[Point-per-instance localization data]
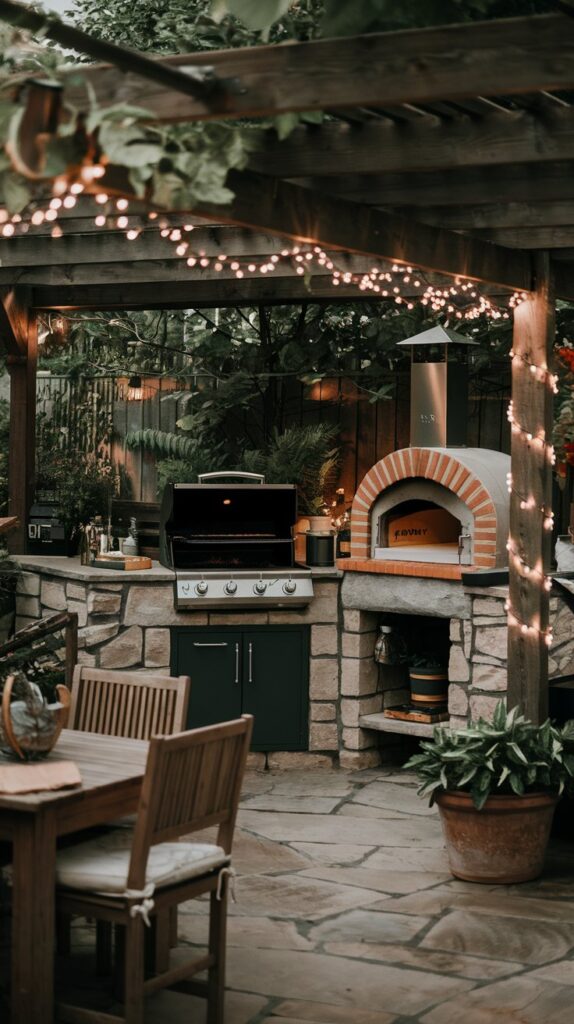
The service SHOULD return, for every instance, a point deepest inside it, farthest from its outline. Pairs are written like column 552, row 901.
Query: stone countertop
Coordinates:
column 71, row 568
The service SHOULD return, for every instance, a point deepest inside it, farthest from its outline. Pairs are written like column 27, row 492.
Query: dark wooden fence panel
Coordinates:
column 367, row 431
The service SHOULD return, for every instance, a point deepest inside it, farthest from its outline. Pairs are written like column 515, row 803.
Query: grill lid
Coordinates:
column 214, row 525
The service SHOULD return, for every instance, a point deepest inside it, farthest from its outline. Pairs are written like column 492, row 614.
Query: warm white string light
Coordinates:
column 527, row 503
column 460, row 300
column 539, row 372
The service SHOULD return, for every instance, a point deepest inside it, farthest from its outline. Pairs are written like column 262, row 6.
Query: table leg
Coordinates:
column 33, row 920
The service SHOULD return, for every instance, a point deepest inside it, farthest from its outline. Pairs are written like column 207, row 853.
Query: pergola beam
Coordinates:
column 304, row 215
column 529, row 557
column 452, row 187
column 514, row 55
column 193, row 294
column 18, row 325
column 513, row 137
column 511, row 215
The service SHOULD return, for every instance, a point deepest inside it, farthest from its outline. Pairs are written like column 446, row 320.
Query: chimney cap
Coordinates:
column 438, row 336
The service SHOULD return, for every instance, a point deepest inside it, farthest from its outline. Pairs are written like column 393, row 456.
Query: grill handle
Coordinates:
column 222, row 474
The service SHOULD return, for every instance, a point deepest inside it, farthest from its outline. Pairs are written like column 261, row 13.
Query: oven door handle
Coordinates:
column 220, row 474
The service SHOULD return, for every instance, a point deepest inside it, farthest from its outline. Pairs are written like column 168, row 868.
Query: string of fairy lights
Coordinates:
column 527, row 503
column 402, row 285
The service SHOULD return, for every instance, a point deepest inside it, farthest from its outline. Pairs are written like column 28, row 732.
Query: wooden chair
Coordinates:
column 135, row 706
column 192, row 781
column 128, row 704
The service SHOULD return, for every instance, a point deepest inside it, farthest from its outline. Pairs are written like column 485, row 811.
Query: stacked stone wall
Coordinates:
column 128, row 626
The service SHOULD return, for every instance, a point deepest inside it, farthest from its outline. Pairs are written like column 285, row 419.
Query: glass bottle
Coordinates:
column 344, row 536
column 385, row 649
column 85, row 553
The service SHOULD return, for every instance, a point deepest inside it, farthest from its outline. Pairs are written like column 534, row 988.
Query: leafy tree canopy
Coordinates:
column 180, row 26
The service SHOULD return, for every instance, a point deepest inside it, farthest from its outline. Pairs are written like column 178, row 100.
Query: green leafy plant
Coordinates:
column 83, row 485
column 509, row 756
column 304, row 456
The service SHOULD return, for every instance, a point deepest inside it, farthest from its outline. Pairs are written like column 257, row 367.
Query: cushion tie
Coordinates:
column 144, row 908
column 230, row 873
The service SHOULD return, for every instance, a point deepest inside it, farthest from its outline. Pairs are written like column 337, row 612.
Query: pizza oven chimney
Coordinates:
column 439, row 388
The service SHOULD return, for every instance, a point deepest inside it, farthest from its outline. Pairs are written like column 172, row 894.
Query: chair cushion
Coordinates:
column 101, row 864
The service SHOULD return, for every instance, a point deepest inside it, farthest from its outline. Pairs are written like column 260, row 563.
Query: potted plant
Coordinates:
column 83, row 485
column 496, row 785
column 429, row 679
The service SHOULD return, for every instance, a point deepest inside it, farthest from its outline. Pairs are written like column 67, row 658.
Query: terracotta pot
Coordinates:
column 502, row 843
column 428, row 686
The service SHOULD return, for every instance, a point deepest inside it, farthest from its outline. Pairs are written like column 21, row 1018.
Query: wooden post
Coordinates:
column 530, row 541
column 19, row 334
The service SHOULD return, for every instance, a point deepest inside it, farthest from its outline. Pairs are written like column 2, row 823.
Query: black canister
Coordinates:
column 320, row 549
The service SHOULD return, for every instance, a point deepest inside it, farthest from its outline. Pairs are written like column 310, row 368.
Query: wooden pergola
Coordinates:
column 448, row 148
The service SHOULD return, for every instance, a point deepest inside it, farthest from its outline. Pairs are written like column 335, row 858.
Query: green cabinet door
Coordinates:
column 275, row 690
column 213, row 659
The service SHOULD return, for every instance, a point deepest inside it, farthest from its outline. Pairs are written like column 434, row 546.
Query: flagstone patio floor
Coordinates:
column 347, row 913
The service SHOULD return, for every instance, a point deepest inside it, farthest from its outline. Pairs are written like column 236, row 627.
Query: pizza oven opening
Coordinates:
column 420, row 520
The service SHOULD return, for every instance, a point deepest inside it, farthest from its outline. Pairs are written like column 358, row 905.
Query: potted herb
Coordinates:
column 83, row 485
column 429, row 679
column 496, row 785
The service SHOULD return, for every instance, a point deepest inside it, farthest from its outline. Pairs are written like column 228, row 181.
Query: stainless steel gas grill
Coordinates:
column 231, row 544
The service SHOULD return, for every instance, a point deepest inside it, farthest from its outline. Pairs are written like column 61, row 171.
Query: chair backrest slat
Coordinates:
column 192, row 780
column 128, row 704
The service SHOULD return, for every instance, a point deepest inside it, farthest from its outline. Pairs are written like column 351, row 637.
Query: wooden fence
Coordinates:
column 367, row 430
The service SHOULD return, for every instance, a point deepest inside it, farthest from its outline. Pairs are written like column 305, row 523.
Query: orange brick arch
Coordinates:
column 443, row 467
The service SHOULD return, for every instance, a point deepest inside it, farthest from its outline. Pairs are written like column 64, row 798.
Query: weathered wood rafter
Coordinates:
column 513, row 215
column 514, row 137
column 515, row 55
column 304, row 215
column 458, row 186
column 18, row 329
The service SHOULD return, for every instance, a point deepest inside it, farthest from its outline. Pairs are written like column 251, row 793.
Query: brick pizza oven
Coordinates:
column 437, row 503
column 469, row 484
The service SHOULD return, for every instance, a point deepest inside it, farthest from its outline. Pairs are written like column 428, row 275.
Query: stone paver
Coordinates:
column 518, row 1000
column 394, row 798
column 347, row 913
column 484, row 935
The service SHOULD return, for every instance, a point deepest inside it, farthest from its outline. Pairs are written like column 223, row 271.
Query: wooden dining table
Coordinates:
column 112, row 770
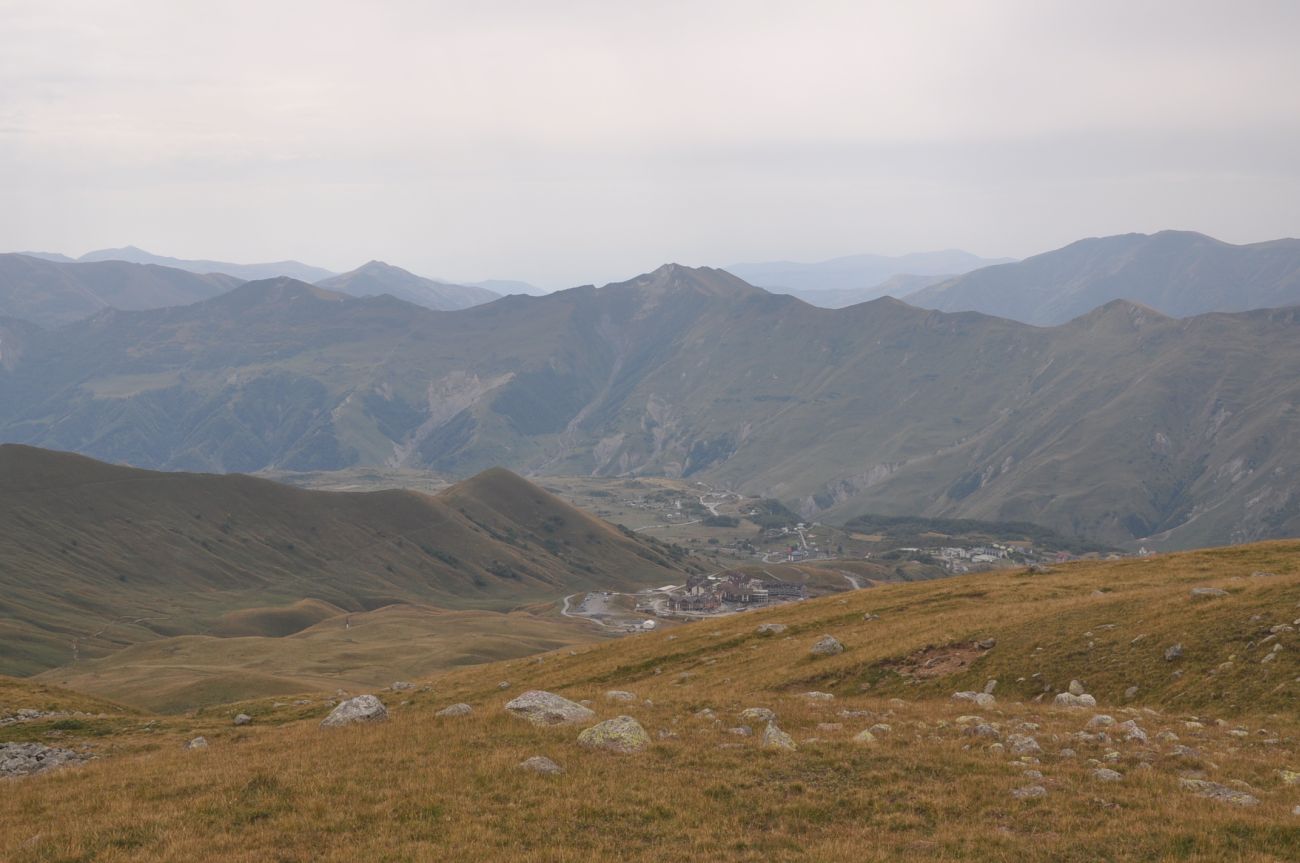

◆ WHAT TO DO ◆
Omitting the pictures, repeat all entries exactly.

◆ ANSWER SPACE ◆
The service SHOULD return, for every instance, a point deepest inside it, farthest from its outline. Pairs are written like column 552, row 901.
Query: stone countertop
Coordinates:
column 71, row 568
The service SHOULD return, for every instance, a point deepest inside it, farthest from its outline. Pairs are written like column 27, row 492.
Query: dark wooden fence panel
Coordinates:
column 367, row 431
The service SHOULD return, for every instance, a point deepest inside it, farthest from its outline. Pairs are written like column 515, row 803.
Query: grill lid
Coordinates:
column 214, row 525
The service SHOULD return, for every instance, a point deepest inside it, farthest from its outline. Pairs are written like column 492, row 614.
Query: warm white string light
Coordinates:
column 527, row 503
column 460, row 300
column 539, row 372
The service SHOULD return, for every instance, a point deepest inside it, farthest from its outline. Pairs are written like column 262, row 6.
Query: table leg
Coordinates:
column 33, row 920
The service SHOULD return, for every instance, a point deepest inside it, farthest from its outline. Pairs are written like column 207, row 853.
Query: pergola beam
Coordinates:
column 304, row 215
column 529, row 557
column 452, row 187
column 514, row 55
column 193, row 294
column 18, row 325
column 513, row 137
column 511, row 215
The service SHOULD return, for every instance, a point deepest inside it, farthest from its outline. Pairs are written like column 446, row 320.
Query: chimney cap
Coordinates:
column 438, row 336
The service SHOULD return, for every instance, a point deepest inside it, farthest from its outline. Pairs are written like column 393, row 456.
Query: grill handle
Coordinates:
column 222, row 474
The service SHOULD return, for every instance, a point deepest inside it, farthest from its outline. Pairs are written like column 261, row 13.
Query: oven door handle
Coordinates:
column 220, row 474
The service SHOULD return, for every instance, a point deepest inside it, farthest from its outline. Pairs are written like column 168, row 868.
Query: string of fairy lights
Coordinates:
column 527, row 503
column 402, row 285
The service SHOULD return, for every instance, a point deepest inside it, farthest from its outline. Pairs are written like column 28, row 732.
Query: wooden chair
Coordinates:
column 135, row 706
column 192, row 781
column 128, row 704
The service SHOULD return, for every instance, a point deepest inside it, farthest from its outline. Pairs are written like column 485, row 811.
Query: stacked stone wall
Coordinates:
column 128, row 626
The service SHOULD return, for every instance, a point deepest inside it, farthest from its outline. Pairs are written like column 285, row 419.
Query: glass bottle
Coordinates:
column 344, row 536
column 385, row 649
column 85, row 553
The service SHOULD return, for every instance, a point deepest inside it, farthest from its outline. Pairs are written like column 534, row 988.
Query: leafy tree canopy
Coordinates:
column 180, row 26
The service SHOULD return, for every instance, a point deepest inside it, farthest from its outline. Pairs are written like column 178, row 100.
Query: green leafy plant
Coordinates:
column 83, row 485
column 509, row 756
column 304, row 456
The service SHOULD return, for every instance, a point deepest inside it, farthest from its outline. Pairs are written like column 257, row 367.
Query: cushion tie
Coordinates:
column 144, row 908
column 230, row 873
The service SHOULD return, for every instance, a point deepest inside it, farthest from its outline. Pairs are written like column 337, row 612.
Query: pizza oven chimney
Coordinates:
column 439, row 388
The service SHOULD return, for every instance, a point deepest inside it, farthest from its outline. Pairs are written like column 172, row 894.
Query: chair cushion
Coordinates:
column 101, row 864
The service SHOULD return, for every instance, a point deepest inside it, farthest from its outline. Pairs are written like column 260, row 563.
Query: potted plant
Coordinates:
column 83, row 485
column 496, row 785
column 429, row 679
The service SHOULD return, for every instance, a point deepest inside it, farthest from its outline. Pairs are written like column 67, row 658.
Query: terracotta pot
Coordinates:
column 502, row 843
column 428, row 686
The service SHOULD return, for every instance, a point deepest inside it, farthest from its outline. Pairs are written like column 21, row 1018.
Query: wooden post
Coordinates:
column 530, row 541
column 19, row 334
The service SHOULD return, for every instance, a point deepest inside it, farthest from its outline. Pairs are written like column 2, row 823.
Query: black canister
Coordinates:
column 320, row 549
The service SHOULD return, for every instance, a point deepest inside it, farthest from its outline. Pairs are written like column 310, row 368.
Query: wooden pergola
Coordinates:
column 448, row 148
The service SHOULD return, for every instance, a point deepest inside it, farthest from its outline. Pairs are written like column 335, row 858.
Query: green cabinet door
Coordinates:
column 275, row 690
column 213, row 659
The service SHOULD return, for every instance, a point deepest inside it, farthest from its outline. Pairs are written like column 434, row 546.
Query: flagstone patio floor
Coordinates:
column 347, row 913
The service SHOULD return, for every instance, a point deepest inside it, farthest from its outline. Pairs are written like column 236, row 627.
Query: pizza oven opening
Coordinates:
column 420, row 520
The service SHOULD return, for every instance, a point deepest inside it, farthest from its outline. Pairs are written like column 358, row 905.
Query: potted herb
Coordinates:
column 83, row 485
column 429, row 679
column 496, row 785
The service SHOULD return, for every instance, a point deepest inside it, farthest from its outline. Pairs are written like column 228, row 181.
Query: stainless steel gas grill
Coordinates:
column 231, row 544
The service SHOULD return, for every instance, a point deepest inside it, farthest from its outline. Pairs are written like column 61, row 171.
Query: chair backrest slat
Coordinates:
column 192, row 780
column 128, row 704
The service SHOULD return, for every instance, a point deepest inside it, farthest from its outline. Pairs are written like column 351, row 637.
Query: wooden fence
Coordinates:
column 367, row 430
The service SHOULD return, for every instance, a point deepest inside it, farthest from its outline. Pairs are written like column 305, row 523.
Query: orange brick arch
Coordinates:
column 443, row 467
The service SHOULD return, for every instance, a point deepest inside it, farthest from its outline. Pairs are written like column 64, row 798.
Query: weathered wood rafter
Coordinates:
column 513, row 215
column 514, row 137
column 515, row 55
column 304, row 215
column 458, row 186
column 18, row 329
The service SHOULD return, for every instance, a point deepest inside it, farthest from its outline. Pairs are written like column 251, row 793.
Query: brick pizza oven
Coordinates:
column 437, row 503
column 469, row 484
The service SHOULD return, for every instance, a point deepest inside it, farthest from its outline. Pairs are written like column 428, row 275.
Query: stone paver
Coordinates:
column 518, row 1000
column 394, row 798
column 347, row 913
column 484, row 935
The service SHOULD return, for every instance, a point deepest inside it, farthest from its outline. Pairs are written like column 223, row 271.
Query: wooden dining table
Coordinates:
column 112, row 770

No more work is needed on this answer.